* [Document section]
Friday, January 30, 2009

Single in the City: Taken

I saw Taken this afternoon. Ever since I saw the promos for the film (you know, with Liam Neeson going bada$$) I knew I wanted to see it. I've been in the mood for a kick butt thriller.



I first got used to going to the movies by myself when I lived in Europe. In America it's almost taboo to be seen in the theater or in a restaurant by yourself. The first week I was back in the States, I went to Old Chicago in Green Bay. The hostess looked at me like I was crazy when I told her I was eating lunch alone. I've been heading out the theater solo since I moved to Milwaukee. Most of my good friends are married, and so it's not only hard to find someone to go to the movies with all of the time, but it's also hard to find someone who wants to see the same films as I.

Hence me attending the 3pm show at Mayfair today.

I have two criticisms of Taken:
1. The Kid Rock National Guard commercial beforehand.

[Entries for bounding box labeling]
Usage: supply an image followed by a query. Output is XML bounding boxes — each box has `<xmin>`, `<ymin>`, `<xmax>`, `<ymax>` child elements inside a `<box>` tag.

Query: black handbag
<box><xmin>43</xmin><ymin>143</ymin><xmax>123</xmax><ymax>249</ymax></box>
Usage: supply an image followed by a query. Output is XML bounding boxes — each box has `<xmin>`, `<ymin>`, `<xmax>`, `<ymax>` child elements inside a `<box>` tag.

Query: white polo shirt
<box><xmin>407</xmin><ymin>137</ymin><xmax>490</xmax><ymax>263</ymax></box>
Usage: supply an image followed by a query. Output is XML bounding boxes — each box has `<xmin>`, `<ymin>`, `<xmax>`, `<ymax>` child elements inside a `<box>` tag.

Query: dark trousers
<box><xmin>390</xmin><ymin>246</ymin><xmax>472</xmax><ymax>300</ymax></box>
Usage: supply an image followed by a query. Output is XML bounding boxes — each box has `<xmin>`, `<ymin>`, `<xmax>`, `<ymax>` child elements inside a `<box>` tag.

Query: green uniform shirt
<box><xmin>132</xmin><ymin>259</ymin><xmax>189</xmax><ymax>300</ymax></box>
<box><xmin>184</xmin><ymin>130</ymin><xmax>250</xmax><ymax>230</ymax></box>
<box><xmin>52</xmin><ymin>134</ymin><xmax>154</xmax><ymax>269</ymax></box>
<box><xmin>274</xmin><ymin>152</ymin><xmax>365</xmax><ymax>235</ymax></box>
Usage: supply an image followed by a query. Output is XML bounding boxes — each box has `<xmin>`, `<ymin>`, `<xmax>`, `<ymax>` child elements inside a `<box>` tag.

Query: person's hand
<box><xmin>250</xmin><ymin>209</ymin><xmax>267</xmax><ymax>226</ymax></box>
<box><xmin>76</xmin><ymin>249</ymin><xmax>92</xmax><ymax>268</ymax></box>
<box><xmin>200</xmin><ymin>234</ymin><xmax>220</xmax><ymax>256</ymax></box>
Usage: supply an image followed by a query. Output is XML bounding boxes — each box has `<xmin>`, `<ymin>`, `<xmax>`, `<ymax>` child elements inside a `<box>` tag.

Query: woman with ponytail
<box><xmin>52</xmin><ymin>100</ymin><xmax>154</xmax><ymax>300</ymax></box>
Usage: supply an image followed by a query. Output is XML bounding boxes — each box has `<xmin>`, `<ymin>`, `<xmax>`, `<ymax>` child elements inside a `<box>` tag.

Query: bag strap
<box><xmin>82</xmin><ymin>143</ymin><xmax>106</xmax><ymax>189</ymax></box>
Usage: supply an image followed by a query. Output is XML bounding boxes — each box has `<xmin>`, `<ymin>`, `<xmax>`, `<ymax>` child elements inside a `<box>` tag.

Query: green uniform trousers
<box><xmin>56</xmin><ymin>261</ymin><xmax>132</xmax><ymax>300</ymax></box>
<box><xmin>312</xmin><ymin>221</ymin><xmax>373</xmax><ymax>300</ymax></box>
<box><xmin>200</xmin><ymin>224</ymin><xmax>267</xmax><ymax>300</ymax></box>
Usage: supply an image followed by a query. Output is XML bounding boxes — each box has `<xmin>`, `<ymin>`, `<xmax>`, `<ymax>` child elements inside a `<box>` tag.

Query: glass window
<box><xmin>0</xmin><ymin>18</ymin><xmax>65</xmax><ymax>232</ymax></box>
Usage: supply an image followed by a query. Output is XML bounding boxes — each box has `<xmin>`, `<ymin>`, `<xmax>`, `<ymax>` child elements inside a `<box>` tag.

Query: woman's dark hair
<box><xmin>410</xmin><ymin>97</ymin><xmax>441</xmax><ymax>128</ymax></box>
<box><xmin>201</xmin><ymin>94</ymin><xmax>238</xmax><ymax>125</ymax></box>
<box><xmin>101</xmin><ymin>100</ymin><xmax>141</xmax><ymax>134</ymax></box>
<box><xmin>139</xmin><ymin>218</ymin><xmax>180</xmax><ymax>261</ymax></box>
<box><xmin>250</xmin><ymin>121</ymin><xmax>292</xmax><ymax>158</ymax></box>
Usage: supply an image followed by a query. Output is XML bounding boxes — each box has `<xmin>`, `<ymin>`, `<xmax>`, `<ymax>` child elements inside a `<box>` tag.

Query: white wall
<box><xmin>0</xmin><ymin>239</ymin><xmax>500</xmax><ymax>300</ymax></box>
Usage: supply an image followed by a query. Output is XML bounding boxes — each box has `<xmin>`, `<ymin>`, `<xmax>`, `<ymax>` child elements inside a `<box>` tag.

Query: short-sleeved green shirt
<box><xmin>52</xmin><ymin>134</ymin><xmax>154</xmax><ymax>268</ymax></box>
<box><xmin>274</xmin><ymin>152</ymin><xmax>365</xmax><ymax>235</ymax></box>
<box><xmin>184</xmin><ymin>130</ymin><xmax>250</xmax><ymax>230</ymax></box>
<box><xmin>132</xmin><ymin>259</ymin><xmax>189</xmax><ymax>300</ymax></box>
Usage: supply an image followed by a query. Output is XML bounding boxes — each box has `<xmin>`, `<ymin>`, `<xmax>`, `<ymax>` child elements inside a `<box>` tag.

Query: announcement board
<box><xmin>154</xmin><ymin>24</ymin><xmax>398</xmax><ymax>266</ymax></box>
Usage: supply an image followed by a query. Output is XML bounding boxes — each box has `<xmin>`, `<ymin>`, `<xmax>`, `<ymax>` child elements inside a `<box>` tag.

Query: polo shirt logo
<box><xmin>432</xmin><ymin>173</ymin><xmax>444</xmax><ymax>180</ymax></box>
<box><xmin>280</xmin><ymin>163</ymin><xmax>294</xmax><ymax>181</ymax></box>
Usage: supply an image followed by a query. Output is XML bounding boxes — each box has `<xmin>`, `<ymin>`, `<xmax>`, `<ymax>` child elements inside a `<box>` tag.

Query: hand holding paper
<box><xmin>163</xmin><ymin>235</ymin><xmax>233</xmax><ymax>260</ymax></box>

* [Instructions]
(1) Does each statement agree with the blog post about seeing Taken? (a) The writer watched the movie at a 3pm show at Mayfair. (b) The writer first got used to going to the movies alone in Milwaukee. (c) Most of the writer's good friends are married. Give yes or no for each, with the words from the blog post that settle it.
(2) In the blog post about seeing Taken, where did the writer have lunch alone in the first week back in the States?
(3) Extend the blog post about seeing Taken, picking up after its last line.
This listing was taken from a different source than the blog post.

* [Answers to the problems]
(1)
(a) Yes: "Hence me attending the 3pm show at Mayfair today."
(b) No: "I first got used to going to the movies by myself when I lived in Europe."
(c) Yes: "Most of my good friends are married"

(2) Old Chicago in Green Bay.

(3)
2. The girls in the film, who were preparing to follow U2 around Europe, which brings up two sub-criticisms:
a. These girls were supposed to be 17 and, if anything, they'd be following Beyonce around Europe.
b. The girls brought suitcases for their multiple city, summer long trip, and not backpacks.

Other than that it was your standard, guilty pleasure shoot 'em up thriller. I enjoyed it. Neeson was quite convincing as a vengeful father, and I was on his side the entire time. Even when he killed every Albanian in Paris, and one very important Sheik in his yacht on the Seine. All of this without consequences.

I give it a "sure if you like that sort of thing," two thumbs up.

Monday, January 26, 2009

It's "Library" not "Liberry"

One of my best friends works with a girl who pronounces "frustrated" as "fustrated" and "library" as "liberry." We've decided the poor girl was never taught how to use R's.

This seemingly unrelated introduction brings me to my topic: The public library.

Many folks in Milwaukee are talking about how usage of public libraries is increasing due to the hard economic times as stated by this article in the Journal-Sentinel.

This is great news to bookworms like myself because it means that I am no longer alone in my need-to-read-everything-I-get-my-hands-on nerdiness. There is, however, one beef I have with the public library that I must get off my chest.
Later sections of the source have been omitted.